- Consigne donnée 1 -
Répondez à ces questions sur l'extrait consacré à la Fed et à l'inflation :
(a) En quel mois la Fed commencera-t-elle très probablement à réduire son bilan, selon Christian Scherrmann ?
(b) Quelles pressions sur les prix sont citées en exemple comme ne disparaissant pas avec la hausse des taux directeurs ?
(c) Quelle réunion de la Fed est présentée comme un test important de crédibilité ?
- Consigne donnée 2 -
Poursuivez l'extrait sur la Fed et l'inflation après sa dernière phrase.

Une guerre qui change la donne

L'environnement dans lequel la Fed va s'attaquer à l'inflation est toutefois "soudainement devenu beaucoup plus difficile pour les banquiers centraux" note-t-il. "Les risques géopolitiques découlant du conflit entre l'Ukraine et la Russie ont rendu les perspectives économiques beaucoup plus incertaines, ont détérioré les conditions financières et pourraient prolonger certaines pressions sur les prix qui, sans cela, auraient pu s'atténuer" énumère Christian Scherrmann.

Autre difficulté identifiée par l'économiste: tous les éléments de l'inflation actuellement élevée ne peuvent être contrôlés par la politique monétaire. "Les pressions sur les prix provoquées par les perturbations de la chaîne d'approvisionnement mondiale, par exemple, ne disparaîtront pas parce que les taux directeurs sont relevés" explique-t-il. Pour l'instant, l'objectif premier des banques centrales doit donc selon lui être de "contrôler les anticipations d'inflation, ce qui suppose que les banquiers centraux maintiennent la confiance de la population dans leur capacité à mettre en œuvre les politiques nécessaires pour stabiliser les prix". "Compte tenu de la grande incertitude, du niveau très élevé de l'inflation et des fortes attentes d'inflation future, la réunion de mars de la Fed sera donc un test important de crédibilité" juge-t-il.

Jouer sur la taille du bilan

En avance par rapport à la BCE, la Fed veut également commencer à réduire son bilan et "commencera très probablement à le faire en juillet de cette année" anticipe Christian Scherrmann, qui rappelle que l'achat actif de bons du Trésor et de titres adossés à des créances hypothécaires est considéré comme un moyen d'apporter des liquidités au système financier en période de tensions, ce qui assouplit les conditions financières. "La réduction du bilan est donc un signe de confiance de la part des banques centrales, qui pensent que le pire est passé" indique-t-il. Mais étant donné que l'incertitude géopolitique actuelle pèse lourdement sur les conditions financières, "toute réduction par la Fed pourrait être plus modérée que prévu initialement".

(Extraits de données de pointage)
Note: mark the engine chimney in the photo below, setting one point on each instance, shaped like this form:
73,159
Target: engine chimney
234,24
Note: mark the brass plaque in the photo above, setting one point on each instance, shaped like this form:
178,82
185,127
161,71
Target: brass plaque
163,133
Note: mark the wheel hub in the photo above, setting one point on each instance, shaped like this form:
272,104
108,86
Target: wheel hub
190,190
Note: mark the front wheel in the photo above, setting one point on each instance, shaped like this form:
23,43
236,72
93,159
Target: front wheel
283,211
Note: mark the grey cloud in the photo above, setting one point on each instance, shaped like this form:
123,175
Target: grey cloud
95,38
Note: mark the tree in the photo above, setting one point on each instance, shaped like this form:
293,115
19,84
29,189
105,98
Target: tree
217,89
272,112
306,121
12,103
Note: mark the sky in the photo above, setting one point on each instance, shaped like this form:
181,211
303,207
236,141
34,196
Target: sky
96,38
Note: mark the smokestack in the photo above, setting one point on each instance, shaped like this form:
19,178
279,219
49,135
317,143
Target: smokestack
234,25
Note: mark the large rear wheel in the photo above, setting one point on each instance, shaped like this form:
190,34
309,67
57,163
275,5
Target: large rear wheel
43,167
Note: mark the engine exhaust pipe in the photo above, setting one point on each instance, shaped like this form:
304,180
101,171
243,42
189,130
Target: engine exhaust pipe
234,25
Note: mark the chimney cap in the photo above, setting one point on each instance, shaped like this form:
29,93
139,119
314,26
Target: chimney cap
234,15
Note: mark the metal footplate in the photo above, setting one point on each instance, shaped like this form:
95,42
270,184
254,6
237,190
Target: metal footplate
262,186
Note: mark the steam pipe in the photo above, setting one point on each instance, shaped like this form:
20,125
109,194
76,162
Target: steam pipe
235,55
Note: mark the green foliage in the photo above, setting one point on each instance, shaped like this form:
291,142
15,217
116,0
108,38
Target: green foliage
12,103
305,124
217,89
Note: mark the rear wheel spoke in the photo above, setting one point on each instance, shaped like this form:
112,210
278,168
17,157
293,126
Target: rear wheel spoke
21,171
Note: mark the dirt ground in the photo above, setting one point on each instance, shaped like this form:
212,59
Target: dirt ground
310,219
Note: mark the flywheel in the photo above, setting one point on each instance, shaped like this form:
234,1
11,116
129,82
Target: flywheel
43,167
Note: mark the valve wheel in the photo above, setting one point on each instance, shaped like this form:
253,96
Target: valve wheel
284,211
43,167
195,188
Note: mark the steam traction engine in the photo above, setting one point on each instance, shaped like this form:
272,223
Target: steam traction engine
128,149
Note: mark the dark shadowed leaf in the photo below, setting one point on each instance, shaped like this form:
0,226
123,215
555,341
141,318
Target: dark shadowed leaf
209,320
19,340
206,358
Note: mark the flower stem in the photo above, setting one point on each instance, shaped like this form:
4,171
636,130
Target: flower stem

- Réponse attendue 1 -
(a) En juillet de cette année.
(b) Les pressions provoquées par les perturbations de la chaîne d'approvisionnement mondiale.
(c) La réunion de mars.

- Réponse attendue 2 -
Dans l'ensemble, donc, "il semble qu'il ne sera pas facile pour la Fed d'organiser un "atterrissage en douceur" - dans lequel la hausse des taux directeurs permet de modérer la demande pour réduire l'inflation sans nuire à la dynamique économique globale". "Mais à l'heure actuelle, nous ne pensons pas que l'économie soit engagée sur la voie de la récession avec la hausse des taux" rassure-t-il. Avant d'expliquer: "Le marché du travail se remet de la pandémie, la demande de travailleurs reste à des niveaux records et la dynamique économique semble être robuste. La réalité à laquelle nous sommes très probablement confrontés, cependant, est qu'une inflation et des taux plus élevés impliquent une croissance moindre. Nous nous attendons à ce que ce scénario soit reflété dans la mise à jour du résumé des projections économiques de la Fed".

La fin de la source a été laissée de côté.